* [EXCERPTED TEXT]:
Ira Kurzban, Kurzban, Kurzban & Weinger, Miami, Fla., Robert E. Juceam, Fried, Frank, Harris, Shriver & Jacobson, New York City, for plaintiffs-appellees.
Appeal from the United States District Court for the Southern District of Florida.
Before TJOFLAT, Chief Judge, HATCHETT and COX, Circuit Judges.
BY THE COURT:
This matter is before the court on the Appellants' emergency motion seeking a stay of the district court's injunction order pending appeal.
On November 19, 1991, the district court issued a temporary restraining order preventing the defendants from repatriating interdicted Haitians. Following a hearing and briefing on December 3, 1991, the district court issued a preliminary injunction enjoining such repatriation. The court found that the plaintiffs had a substantial likelihood of success on the merits of their claims under the First Amendment and Article 33 of the Convention Relating to the Status of Refugees. Following an expedited appeal, this court dissolved the injunction, holding that the plaintiffs had no enforceable claims under Article 33 and that the First Amendment claim did not support the injunctive relief granted.

* [PROBLEM DESCRIPTION]: Transcribe the part of the court passage that opens with the words containing "On November 19, 1991, the" and closes with "injunctive relief granted.". The lines after the court passage play no part in this exercise.

* [PROVIDED MATERIAL]:
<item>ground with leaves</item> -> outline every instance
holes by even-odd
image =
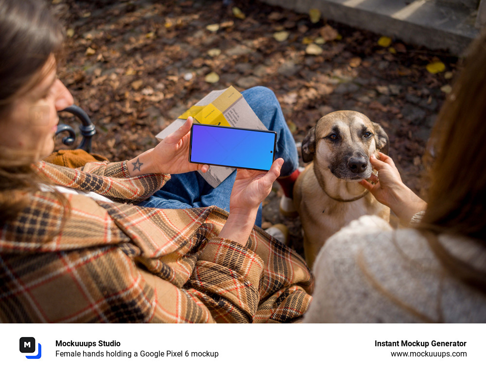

* [PROBLEM SOLUTION]:
On November 19, 1991, the district court issued a temporary restraining order preventing the defendants from repatriating interdicted Haitians. Following a hearing and briefing on December 3, 1991, the district court issued a preliminary injunction enjoining such repatriation. The court found that the plaintiffs had a substantial likelihood of success on the merits of their claims under the First Amendment and Article 33 of the Convention Relating to the Status of Refugees. Following an expedited appeal, this court dissolved the injunction, holding that the plaintiffs had no enforceable claims under Article 33 and that the First Amendment claim did not support the injunctive relief granted.